Excerpts from a dataset

---*---

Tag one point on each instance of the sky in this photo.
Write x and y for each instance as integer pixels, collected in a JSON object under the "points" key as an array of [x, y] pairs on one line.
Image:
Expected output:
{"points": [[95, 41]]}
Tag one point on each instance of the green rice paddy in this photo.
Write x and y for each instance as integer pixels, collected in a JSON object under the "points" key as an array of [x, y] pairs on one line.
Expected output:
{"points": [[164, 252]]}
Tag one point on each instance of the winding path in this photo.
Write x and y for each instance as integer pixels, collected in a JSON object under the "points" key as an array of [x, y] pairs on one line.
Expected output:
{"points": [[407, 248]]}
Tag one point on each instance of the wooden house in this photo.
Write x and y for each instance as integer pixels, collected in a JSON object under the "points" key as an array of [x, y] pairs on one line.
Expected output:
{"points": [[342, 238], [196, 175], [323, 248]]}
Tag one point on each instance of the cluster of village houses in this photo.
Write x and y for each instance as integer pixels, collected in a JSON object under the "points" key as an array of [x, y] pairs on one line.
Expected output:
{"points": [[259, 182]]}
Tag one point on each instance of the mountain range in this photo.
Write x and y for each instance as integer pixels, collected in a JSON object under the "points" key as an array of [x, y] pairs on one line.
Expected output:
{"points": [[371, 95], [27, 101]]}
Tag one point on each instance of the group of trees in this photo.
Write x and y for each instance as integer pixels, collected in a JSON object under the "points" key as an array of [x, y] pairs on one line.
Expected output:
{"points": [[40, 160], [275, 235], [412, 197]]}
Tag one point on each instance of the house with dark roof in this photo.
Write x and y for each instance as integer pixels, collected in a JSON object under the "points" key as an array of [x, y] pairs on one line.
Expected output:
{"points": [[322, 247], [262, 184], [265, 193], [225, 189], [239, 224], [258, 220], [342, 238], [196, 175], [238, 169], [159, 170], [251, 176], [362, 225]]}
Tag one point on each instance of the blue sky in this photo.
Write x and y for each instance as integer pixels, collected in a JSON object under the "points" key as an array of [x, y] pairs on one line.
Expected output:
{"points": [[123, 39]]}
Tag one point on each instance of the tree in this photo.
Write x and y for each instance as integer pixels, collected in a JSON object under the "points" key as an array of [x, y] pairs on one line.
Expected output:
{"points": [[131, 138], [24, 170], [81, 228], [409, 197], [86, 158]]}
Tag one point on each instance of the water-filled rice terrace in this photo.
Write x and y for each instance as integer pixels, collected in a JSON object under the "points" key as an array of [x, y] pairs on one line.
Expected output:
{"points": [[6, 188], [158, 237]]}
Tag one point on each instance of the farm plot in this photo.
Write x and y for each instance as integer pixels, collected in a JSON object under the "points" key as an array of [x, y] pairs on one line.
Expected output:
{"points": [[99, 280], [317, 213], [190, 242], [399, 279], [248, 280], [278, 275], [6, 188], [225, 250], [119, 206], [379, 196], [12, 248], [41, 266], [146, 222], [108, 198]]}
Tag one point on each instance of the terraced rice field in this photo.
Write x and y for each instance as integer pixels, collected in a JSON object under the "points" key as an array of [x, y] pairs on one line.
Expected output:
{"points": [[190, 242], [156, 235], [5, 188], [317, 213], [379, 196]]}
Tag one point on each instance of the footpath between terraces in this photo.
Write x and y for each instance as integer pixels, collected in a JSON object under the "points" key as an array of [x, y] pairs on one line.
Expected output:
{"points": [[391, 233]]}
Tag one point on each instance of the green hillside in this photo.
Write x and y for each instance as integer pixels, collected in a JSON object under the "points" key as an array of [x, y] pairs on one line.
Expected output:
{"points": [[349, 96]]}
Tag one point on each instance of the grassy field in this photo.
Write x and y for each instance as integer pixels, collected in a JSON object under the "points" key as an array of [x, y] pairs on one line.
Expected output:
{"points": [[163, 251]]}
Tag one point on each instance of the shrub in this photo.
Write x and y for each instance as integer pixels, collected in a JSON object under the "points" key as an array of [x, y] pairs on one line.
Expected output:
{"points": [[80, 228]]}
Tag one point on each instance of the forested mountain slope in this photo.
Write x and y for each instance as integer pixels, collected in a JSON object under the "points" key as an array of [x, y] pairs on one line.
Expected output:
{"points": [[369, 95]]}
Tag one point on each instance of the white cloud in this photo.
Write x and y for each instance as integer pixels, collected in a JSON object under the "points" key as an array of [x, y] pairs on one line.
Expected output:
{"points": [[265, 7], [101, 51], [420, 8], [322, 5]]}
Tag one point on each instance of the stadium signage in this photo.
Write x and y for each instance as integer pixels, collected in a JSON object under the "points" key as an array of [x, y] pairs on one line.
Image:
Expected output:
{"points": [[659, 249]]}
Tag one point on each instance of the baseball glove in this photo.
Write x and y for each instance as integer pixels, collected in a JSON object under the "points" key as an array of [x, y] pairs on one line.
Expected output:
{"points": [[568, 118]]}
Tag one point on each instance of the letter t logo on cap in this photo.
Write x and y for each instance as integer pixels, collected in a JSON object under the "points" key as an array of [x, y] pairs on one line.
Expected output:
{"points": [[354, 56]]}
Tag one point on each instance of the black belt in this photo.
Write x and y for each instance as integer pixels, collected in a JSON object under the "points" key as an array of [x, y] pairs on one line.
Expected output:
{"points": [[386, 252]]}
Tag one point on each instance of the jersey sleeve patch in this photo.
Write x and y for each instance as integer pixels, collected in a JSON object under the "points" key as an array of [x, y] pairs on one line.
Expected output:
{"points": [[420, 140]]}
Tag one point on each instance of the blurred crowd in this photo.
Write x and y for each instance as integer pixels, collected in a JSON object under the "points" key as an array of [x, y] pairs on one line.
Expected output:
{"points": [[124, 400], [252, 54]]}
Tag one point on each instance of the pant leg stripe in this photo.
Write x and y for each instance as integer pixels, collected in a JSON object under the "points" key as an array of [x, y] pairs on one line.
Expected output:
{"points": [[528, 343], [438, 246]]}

---*---

An exact written copy of every entry is the required answer.

**Your solution:**
Tag one point on each instance of the sky in this photo.
Write x and y for each instance as integer pixels, collected in a JSON object under the "points" key as an array of [x, y] pairs on one line.
Image:
Expected output:
{"points": [[95, 41]]}
Tag one point on each instance of the green rice paddy in this photo.
Write x and y for each instance as integer pixels, collected in a JSON object under the "points" key as an array of [x, y] pairs on one line.
Expected output:
{"points": [[164, 252]]}
Tag one point on each instance of the winding path in this photo.
Write x and y for each instance as integer pixels, collected in a JSON object under the "points" key as an array of [x, y] pairs on one line.
Expected output:
{"points": [[407, 248]]}
Tag one point on each instance of the wooden house in this photo.
Write x and y for each instance as integer pixels, collected in a JSON object under the "points" key as an array of [x, y] pairs on one line.
Expected output:
{"points": [[342, 238], [196, 175], [323, 248]]}
Tag one point on each instance of the cluster of village houses in this photo.
Write x and y for each instance as integer pixels, collected in a JSON object under the "points" key as an array of [x, y] pairs on one line.
Expected output:
{"points": [[259, 182]]}
Tag one point on each instance of the mountain range in this photo.
Write x and y for each instance as integer pixels, collected in a JSON object under the "points" key as an array of [x, y] pairs on one line.
Expected output:
{"points": [[371, 95], [27, 101]]}
Tag one point on each instance of the group of trees in this photo.
Write x and y for each instance as integer pixels, collected in a JSON object under the "points" key as an array of [x, y] pairs on one line.
Expected output:
{"points": [[40, 160], [275, 235], [412, 197]]}
Tag one point on each instance of the house with dark roof in this photo.
Write x and y for each instance as integer pixels, collected in a JSON object under the "points" key as an array of [x, y] pairs on one line.
Expected output:
{"points": [[322, 247], [262, 184], [265, 193], [225, 189], [239, 224], [258, 220], [342, 238], [196, 175], [238, 169], [159, 170], [251, 176], [362, 225]]}
Tag one point on each instance of the blue sky in this photo.
Write x and y for each instance as integer pixels, collected in a JSON object under the "points" key as an array of [x, y] pairs on one line.
Expected output:
{"points": [[123, 39]]}
Tag one point on each instance of the tree in this photo.
Write x and y for each instance as integer pixels, collected in a JSON object under the "points" key as an array of [x, y] pairs on one line.
Expected output:
{"points": [[131, 138], [24, 170], [81, 228], [409, 197], [86, 158]]}
Tag one point on each instance of the water-filled rice terrace in this photo.
Write x and y for each instance as integer pixels, collected in a JSON object under the "points" key as an array of [x, y] pairs on one line.
Expected output:
{"points": [[6, 188], [158, 237]]}
Tag one point on each instance of the farm plot in this photo.
Write x and y for each instance as integer pixels, collected in a JSON object under the "points" key as an array of [x, y] pairs on one line.
Expected output:
{"points": [[99, 280], [317, 213], [190, 242], [399, 279], [248, 280], [278, 275], [6, 188], [225, 250], [119, 206], [379, 196], [12, 248], [41, 266], [146, 222], [108, 198]]}
Tag one point on each instance of the terraced rice field in this photo.
Write x and y for each instance as integer pixels, collected in a JSON object under the "points" key as an array of [x, y] pairs on one line.
Expected output:
{"points": [[190, 242], [156, 235], [5, 188], [317, 213], [379, 196]]}
Tag one point on each instance of the footpath between terraces in this photo.
Write x and y for each instance as integer pixels, collected in a JSON object under the "points" key as an array of [x, y] pairs on one line.
Expected output:
{"points": [[391, 233]]}
Tag one point on each instance of the green hillside in this photo.
Write x and y for each instance as integer pixels, collected in a JSON object under the "points" key as an array of [x, y] pairs on one line.
Expected output:
{"points": [[349, 96]]}
Tag one point on each instance of the grassy field in this photo.
Write x and y for each instance as integer pixels, collected in a JSON object under the "points" key as an array of [x, y] pairs on one line.
Expected output:
{"points": [[163, 251]]}
Tag one point on each instance of the shrub in this photo.
Write x and y for each instance as integer pixels, collected in a JSON object under the "points" key as an array of [x, y] pairs on one line.
Expected output:
{"points": [[80, 228]]}
Tag one point on each instance of the forested mountain slope in this photo.
Write x and y for each instance as integer pixels, collected in a JSON object under the "points" key as an array of [x, y] pairs on one line.
Expected output:
{"points": [[369, 95]]}
Tag one point on each instance of the white cloud in this photo.
Write x and y for each instance as integer pixels, collected in a JSON object under the "points" key as an array of [x, y] pairs on one line.
Expected output:
{"points": [[265, 7], [101, 51], [420, 8], [322, 5]]}
Tag one point on each instance of the stadium signage in this photo.
Write x and y for each instance as integer pixels, collected in a JSON object under the "points" key as an array of [x, y] pairs on one line.
Image:
Expected output:
{"points": [[659, 249]]}
Tag one point on each instance of the baseball glove in this photo.
Write x and y for each instance as integer pixels, collected in a JSON object under the "points" key as an array of [x, y] pairs on one line.
Expected output:
{"points": [[568, 118]]}
Tag one point on each instance of the letter t logo on cap in this photo.
Write x and y for each instance as integer pixels, collected in a JSON object under the "points" key as an array of [x, y] pairs on one line.
Expected output:
{"points": [[354, 56]]}
Tag one point on each instance of the black belt in this photo.
Write x and y for each instance as integer pixels, collected in a JSON object under the "points" key as an array of [x, y] pairs on one line.
Expected output:
{"points": [[386, 252]]}
Tag one point on each instance of the jersey sleeve patch in this photo.
Write x and y for each instance as integer pixels, collected in a JSON object under the "points" key as an array of [x, y] pairs on one line.
Expected output:
{"points": [[420, 140]]}
Tag one point on each instance of the blurred crowd in this photo.
Write x and y for each instance as integer pixels, collected in a JSON object under the "points" key as an array of [x, y] pairs on one line.
Expected output:
{"points": [[124, 400], [252, 54]]}
Tag one point on each instance of the pant leg stripe in this photo.
Write x and y for each instance as integer pixels, collected in a JSON object under the "points" key as an array of [x, y] pairs on one line.
Expected output:
{"points": [[528, 343], [438, 246]]}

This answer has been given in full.